* **What is required**
Count the lines in the data below that contain the string "dark", matching case exactly. Reply with the number only.

* **Provided data**
■ ■ ■ ■

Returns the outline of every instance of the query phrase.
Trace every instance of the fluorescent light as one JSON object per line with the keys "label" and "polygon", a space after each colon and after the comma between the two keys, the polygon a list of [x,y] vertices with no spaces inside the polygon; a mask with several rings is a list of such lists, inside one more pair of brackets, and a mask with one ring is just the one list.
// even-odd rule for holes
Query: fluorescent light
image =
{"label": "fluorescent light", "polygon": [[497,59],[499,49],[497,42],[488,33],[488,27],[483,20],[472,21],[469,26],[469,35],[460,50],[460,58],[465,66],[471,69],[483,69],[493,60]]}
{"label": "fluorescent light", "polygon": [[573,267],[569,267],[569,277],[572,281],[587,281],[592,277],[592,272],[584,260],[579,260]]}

■ ■ ■ ■

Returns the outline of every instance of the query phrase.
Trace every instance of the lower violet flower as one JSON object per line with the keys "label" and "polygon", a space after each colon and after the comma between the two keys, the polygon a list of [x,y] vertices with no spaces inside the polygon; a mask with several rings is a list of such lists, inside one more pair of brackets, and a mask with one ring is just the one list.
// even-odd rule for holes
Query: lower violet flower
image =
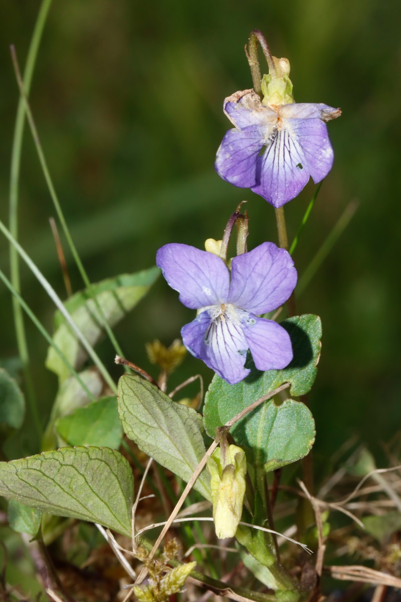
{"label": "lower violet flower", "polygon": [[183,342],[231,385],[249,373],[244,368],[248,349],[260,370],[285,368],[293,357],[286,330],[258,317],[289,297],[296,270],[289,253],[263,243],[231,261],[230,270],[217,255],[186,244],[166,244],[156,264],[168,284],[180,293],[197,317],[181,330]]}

■ ■ ■ ■

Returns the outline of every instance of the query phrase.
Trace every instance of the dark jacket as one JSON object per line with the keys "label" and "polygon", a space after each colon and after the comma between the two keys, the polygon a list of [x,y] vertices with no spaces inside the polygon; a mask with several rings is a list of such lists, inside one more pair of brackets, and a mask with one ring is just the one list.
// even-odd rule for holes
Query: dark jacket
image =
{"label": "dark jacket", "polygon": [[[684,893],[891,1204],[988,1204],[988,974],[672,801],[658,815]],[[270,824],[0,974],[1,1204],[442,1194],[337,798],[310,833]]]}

■ ■ ■ ■

* **Complete response**
3